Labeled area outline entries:
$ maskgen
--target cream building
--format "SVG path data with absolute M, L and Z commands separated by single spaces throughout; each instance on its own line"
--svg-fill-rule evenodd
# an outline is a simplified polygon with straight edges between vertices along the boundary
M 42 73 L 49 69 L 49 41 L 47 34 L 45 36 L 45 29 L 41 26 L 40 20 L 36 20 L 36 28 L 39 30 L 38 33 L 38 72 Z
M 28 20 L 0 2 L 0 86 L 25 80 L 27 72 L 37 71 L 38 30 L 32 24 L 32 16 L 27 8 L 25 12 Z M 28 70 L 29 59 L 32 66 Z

» **THE TASK**
Render the lines of this listing as a JSON list of strings, one string per line, leaving out blank lines.

» **TASK SOLUTION**
[
  "$ maskgen",
  "--target cream building",
  "--format \"SVG path data with absolute M, L and Z commands separated by single spaces throughout; each instance on its own line\"",
  "--svg-fill-rule evenodd",
  "# an outline is a simplified polygon with straight edges between vertices along the boundary",
  "M 42 73 L 49 69 L 49 41 L 47 34 L 45 36 L 45 29 L 41 26 L 40 20 L 36 20 L 36 28 L 39 30 L 38 33 L 38 72 Z",
  "M 28 20 L 0 2 L 0 86 L 25 80 L 27 72 L 37 71 L 38 30 L 32 24 L 32 16 L 27 8 L 25 12 Z M 28 70 L 29 59 L 32 66 Z"
]